◆ Exercise directions ◆
Please rewrite the material below as a numbered list of its lines, skipping the blank lines and leaving the pictures out.

+ + + + +

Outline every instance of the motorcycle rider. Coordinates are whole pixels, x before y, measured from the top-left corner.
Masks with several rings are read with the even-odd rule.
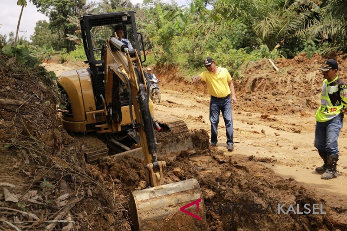
[[[151,69],[151,68],[147,68],[146,70],[147,71],[147,75],[148,75],[149,80],[150,80],[152,79],[157,79],[156,77],[155,77],[155,75],[154,74],[152,73],[152,69]],[[161,81],[158,79],[158,82],[161,82]]]

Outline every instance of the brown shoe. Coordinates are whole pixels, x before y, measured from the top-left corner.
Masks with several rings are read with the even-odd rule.
[[[229,152],[232,152],[234,150],[234,145],[232,144],[229,144],[228,145],[228,151]]]

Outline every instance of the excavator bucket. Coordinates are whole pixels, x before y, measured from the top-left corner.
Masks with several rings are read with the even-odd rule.
[[[195,179],[132,192],[128,204],[135,230],[207,230],[205,206]]]

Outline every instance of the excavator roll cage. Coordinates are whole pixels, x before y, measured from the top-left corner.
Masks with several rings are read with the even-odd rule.
[[[107,39],[114,37],[115,28],[123,28],[124,38],[129,40],[134,49],[137,52],[141,62],[146,61],[146,55],[142,35],[136,30],[135,12],[132,10],[108,13],[107,14],[84,15],[79,19],[82,37],[87,60],[85,61],[89,65],[87,69],[91,76],[93,91],[97,109],[102,109],[103,104],[101,97],[105,92],[104,60],[103,59],[104,44]],[[136,35],[136,36],[135,36]],[[142,50],[139,42],[141,38]],[[128,95],[125,88],[124,92],[121,92],[121,106],[128,105]]]

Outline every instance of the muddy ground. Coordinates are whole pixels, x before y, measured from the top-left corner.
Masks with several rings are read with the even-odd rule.
[[[155,113],[184,119],[195,134],[195,141],[200,142],[198,146],[201,147],[193,154],[183,153],[174,158],[163,158],[167,162],[165,181],[170,183],[192,178],[197,179],[201,188],[205,210],[212,203],[217,210],[210,209],[208,213],[207,223],[210,230],[347,230],[347,158],[345,153],[347,136],[344,129],[339,140],[339,177],[323,180],[314,171],[314,168],[321,164],[313,146],[314,115],[319,104],[322,80],[316,70],[325,58],[315,55],[310,60],[300,55],[293,60],[278,60],[275,63],[280,69],[279,73],[273,70],[266,60],[244,67],[244,80],[241,83],[234,82],[238,101],[233,105],[235,143],[235,150],[231,152],[227,151],[225,127],[221,117],[217,146],[208,145],[209,98],[205,85],[191,84],[176,68],[161,67],[154,70],[162,81],[161,102],[155,105]],[[337,58],[341,64],[342,78],[347,71],[345,58],[343,55]],[[59,74],[63,69],[74,68],[50,63],[46,68]],[[2,110],[3,112],[6,110]],[[161,138],[166,139],[165,136]],[[68,148],[73,151],[73,148]],[[13,167],[23,159],[17,151],[9,148],[6,153],[2,153],[1,174],[6,177],[0,181],[16,186],[15,189],[10,188],[10,192],[19,194],[22,192],[24,194],[32,182],[26,181],[37,174],[28,176],[25,172],[29,169]],[[64,156],[60,157],[65,159]],[[59,161],[56,164],[64,165],[64,162],[62,164]],[[25,160],[17,166],[26,166]],[[82,164],[77,163],[79,166]],[[81,180],[77,180],[77,184],[75,181],[70,186],[73,191],[78,192],[76,189],[78,187],[76,186],[79,186],[84,192],[84,198],[76,203],[70,211],[75,221],[73,228],[131,230],[127,202],[132,191],[146,187],[142,161],[131,157],[120,160],[111,158],[96,165],[87,165],[85,168],[85,174],[91,177],[90,180],[84,181],[82,186],[78,184]],[[36,172],[37,168],[29,169]],[[64,179],[71,182],[68,177]],[[58,182],[54,180],[50,181]],[[44,182],[39,181],[38,184]],[[40,187],[44,188],[38,187]],[[56,200],[61,194],[55,193],[55,197],[53,193],[49,195]],[[0,194],[2,207],[16,209],[22,207],[21,204],[18,207],[18,203],[5,201],[5,197],[4,193]],[[35,199],[45,204],[47,202],[42,198]],[[28,205],[28,202],[25,203],[27,211],[36,211]],[[322,204],[327,213],[277,214],[277,205],[284,203],[298,204],[301,207],[305,204]],[[265,206],[271,204],[276,212],[274,214],[268,210],[263,214],[252,213],[251,208],[251,212],[246,208],[240,213],[239,210],[237,213],[232,208],[228,214],[222,212],[220,214],[215,212],[219,212],[219,204],[246,204],[251,208],[252,204]],[[54,205],[57,206],[56,203]],[[262,210],[265,211],[265,208]],[[12,220],[9,220],[14,224],[19,222],[14,218],[14,215],[9,216],[7,212],[3,216],[10,217]],[[3,222],[1,227],[10,227],[6,226],[7,224]],[[62,224],[59,227],[65,226]]]

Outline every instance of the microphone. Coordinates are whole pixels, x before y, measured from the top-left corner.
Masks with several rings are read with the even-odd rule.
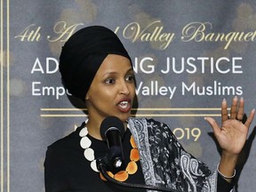
[[[116,116],[108,116],[102,121],[100,132],[103,140],[107,140],[108,148],[105,160],[108,169],[120,169],[124,163],[122,146],[122,138],[124,134],[124,124]]]

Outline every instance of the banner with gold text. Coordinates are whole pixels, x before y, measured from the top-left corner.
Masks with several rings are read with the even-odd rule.
[[[47,146],[86,118],[61,84],[59,55],[78,29],[103,25],[120,37],[136,76],[132,116],[167,124],[212,170],[220,151],[204,120],[237,96],[256,108],[253,0],[1,1],[0,192],[43,192]],[[255,125],[237,165],[239,192],[256,191]]]

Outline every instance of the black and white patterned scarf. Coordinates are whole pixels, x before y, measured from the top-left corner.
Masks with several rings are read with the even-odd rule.
[[[166,124],[146,118],[130,118],[128,123],[146,184],[188,192],[217,191],[217,172],[186,152]]]

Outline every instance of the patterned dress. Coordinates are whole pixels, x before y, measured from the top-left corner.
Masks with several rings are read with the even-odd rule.
[[[166,124],[146,118],[130,118],[128,123],[140,151],[146,184],[186,192],[217,191],[217,171],[212,172],[186,152]],[[232,191],[232,185],[229,188],[225,191]]]

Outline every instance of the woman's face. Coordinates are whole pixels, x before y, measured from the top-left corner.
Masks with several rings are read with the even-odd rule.
[[[124,122],[131,114],[134,96],[134,74],[130,60],[108,54],[85,97],[89,118],[102,121],[108,116],[115,116]]]

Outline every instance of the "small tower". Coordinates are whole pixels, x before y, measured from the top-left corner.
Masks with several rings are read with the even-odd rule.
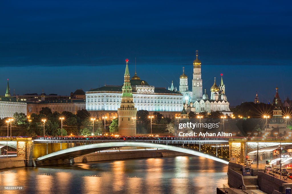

+ + + + +

◆ Completed exercise ◆
1. Outline every instance of the motorcycle rider. Coordinates are whole pixels, x before y, measured from the top-left corner.
2. Masks with several rings are read with the even-odd rule.
3. [[[151,69],[151,68],[147,68],[146,70],[147,71],[147,75],[148,75],[149,80],[150,80],[152,79],[157,79],[156,77],[155,77],[155,75],[154,74],[152,73],[152,69]],[[161,81],[158,79],[158,82],[161,82]]]
4. Outline every instance of the brown shoe. Coordinates are whole pixels, x before y, measured from the top-left corner.
5. Masks with several rings are read with the even-odd rule.
6. [[[229,152],[232,152],[234,150],[234,145],[232,144],[229,144],[228,145],[228,151]]]
7. Outline every instance of the excavator bucket. Coordinates are whole pixels, x before y, measured from the top-left corner.
8. Masks with several rings are read with the even-odd rule.
9. [[[195,179],[132,192],[128,204],[135,230],[207,230],[205,206]]]
10. Outline every instance of the excavator roll cage. Coordinates are whole pixels, x before y, measured from the top-left corner.
11. Masks with several rings are read with the even-odd rule.
12. [[[107,39],[114,37],[115,28],[123,28],[124,38],[129,40],[134,49],[137,52],[141,62],[146,61],[146,55],[142,35],[136,30],[135,12],[132,10],[108,13],[107,14],[84,15],[79,19],[82,37],[87,60],[85,61],[89,65],[87,69],[91,76],[93,91],[97,109],[102,109],[103,104],[101,97],[105,92],[104,60],[103,59],[104,44]],[[136,35],[136,36],[135,36]],[[142,50],[139,42],[141,38]],[[128,95],[125,88],[124,92],[121,92],[121,106],[128,105]]]
13. Outline every instance of the muddy ground. Coordinates are whole pixels, x before y, measured from the top-left corner.
14. Masks with several rings are read with the even-odd rule.
15. [[[155,113],[184,119],[195,134],[195,141],[200,142],[198,146],[201,147],[193,154],[183,153],[174,158],[163,158],[167,162],[165,181],[170,183],[192,178],[197,179],[201,188],[205,210],[212,203],[217,210],[210,209],[208,213],[207,223],[210,230],[347,230],[347,158],[345,153],[347,136],[344,129],[339,140],[339,177],[323,180],[314,171],[314,168],[321,164],[313,146],[314,115],[319,104],[322,80],[316,70],[325,58],[315,55],[310,60],[300,55],[293,60],[278,60],[275,63],[280,69],[279,73],[273,70],[266,60],[244,67],[244,80],[241,83],[234,82],[238,101],[233,105],[235,143],[235,150],[231,152],[227,151],[225,127],[221,117],[217,146],[208,145],[209,98],[205,85],[191,84],[176,68],[161,67],[154,70],[162,81],[161,102],[155,105]],[[337,58],[341,64],[342,78],[347,71],[345,58],[343,55]],[[59,74],[63,69],[74,68],[50,63],[46,68]],[[2,110],[3,112],[6,110]],[[161,138],[166,139],[165,136]],[[68,148],[73,151],[73,148]],[[13,167],[23,159],[17,151],[9,148],[6,153],[2,153],[1,174],[6,177],[0,181],[16,186],[15,189],[10,188],[10,192],[19,194],[22,192],[24,194],[32,182],[26,181],[37,174],[28,176],[25,172],[29,169]],[[64,156],[60,157],[65,159]],[[59,161],[56,164],[64,165],[64,162],[62,164]],[[25,160],[17,166],[26,166]],[[82,164],[77,163],[79,166]],[[81,180],[77,180],[77,184],[75,181],[70,186],[73,191],[78,192],[76,189],[78,187],[76,186],[79,186],[84,192],[84,198],[76,203],[70,211],[75,221],[73,228],[131,230],[127,202],[132,191],[146,187],[142,161],[131,157],[120,160],[111,158],[96,165],[87,165],[85,168],[85,174],[91,177],[90,180],[84,181],[82,186],[78,184]],[[36,172],[37,168],[29,169]],[[64,179],[71,182],[68,177]],[[58,182],[54,180],[50,181]],[[44,182],[39,181],[38,184]],[[40,187],[44,188],[38,187]],[[56,200],[61,194],[55,193],[55,197],[53,193],[49,195]],[[0,194],[2,207],[16,209],[22,207],[21,204],[18,207],[18,203],[5,201],[5,197],[4,193]],[[35,199],[45,204],[47,202],[42,198]],[[28,205],[28,202],[25,203],[27,211],[36,211]],[[322,204],[327,213],[277,214],[277,205],[284,203],[298,204],[301,207],[305,204]],[[265,206],[271,204],[276,212],[274,214],[268,210],[263,214],[252,213],[251,208],[251,212],[246,208],[240,213],[239,210],[237,213],[232,208],[228,214],[222,212],[220,214],[215,212],[219,212],[219,204],[246,204],[251,208],[252,204]],[[54,205],[57,206],[56,203]],[[262,210],[265,211],[265,208]],[[12,220],[9,220],[14,224],[19,222],[14,218],[14,215],[9,216],[7,212],[3,216],[10,217]],[[3,222],[1,227],[10,227],[6,226],[7,224]],[[62,224],[59,227],[65,226]]]
16. Outline every instance of the microphone. Coordinates are whole pixels, x before y, measured from the top-left corner.
17. Masks with several rings are read with the even-odd rule.
18. [[[116,116],[108,116],[102,121],[100,132],[103,140],[107,140],[108,148],[105,160],[108,169],[120,169],[124,163],[122,146],[122,138],[124,134],[124,124]]]
19. Outline every instance of the banner with gold text. Coordinates are whole pixels, x before y, measured from the top-left corner.
20. Masks with several rings are read with the even-odd rule.
21. [[[47,146],[86,118],[61,84],[59,55],[78,29],[103,25],[120,37],[136,76],[132,116],[167,124],[212,170],[220,151],[204,120],[237,96],[256,108],[253,0],[1,1],[0,192],[43,192]],[[255,125],[237,165],[239,192],[256,191]]]
22. Outline every instance of the black and white patterned scarf. Coordinates are whole pixels, x before y, measured from the top-left corner.
23. Masks with several rings are read with the even-odd rule.
24. [[[166,124],[146,118],[130,118],[128,123],[146,184],[188,192],[217,191],[217,172],[186,152]]]
25. Outline every instance of the patterned dress. Coordinates are whole pixels, x before y, measured from the top-left corner.
26. Masks with several rings are read with the even-odd rule.
27. [[[166,124],[146,118],[130,118],[128,123],[140,151],[146,184],[186,192],[217,191],[217,171],[212,172],[186,152]],[[232,191],[232,185],[229,188],[225,191]]]
28. Outline every instance of the woman's face. Coordinates are whole pixels, x before y, measured from the top-left corner.
29. Masks with several rings are read with the even-odd rule.
30. [[[124,122],[131,114],[134,96],[134,74],[130,60],[108,54],[85,97],[89,118],[102,121],[108,116],[115,116]]]
31. Outline every instance of the "small tower". Coordinates are whole pixels, x before y, measured from the top-left corner.
32. Masks with several rings are read with the even-odd rule.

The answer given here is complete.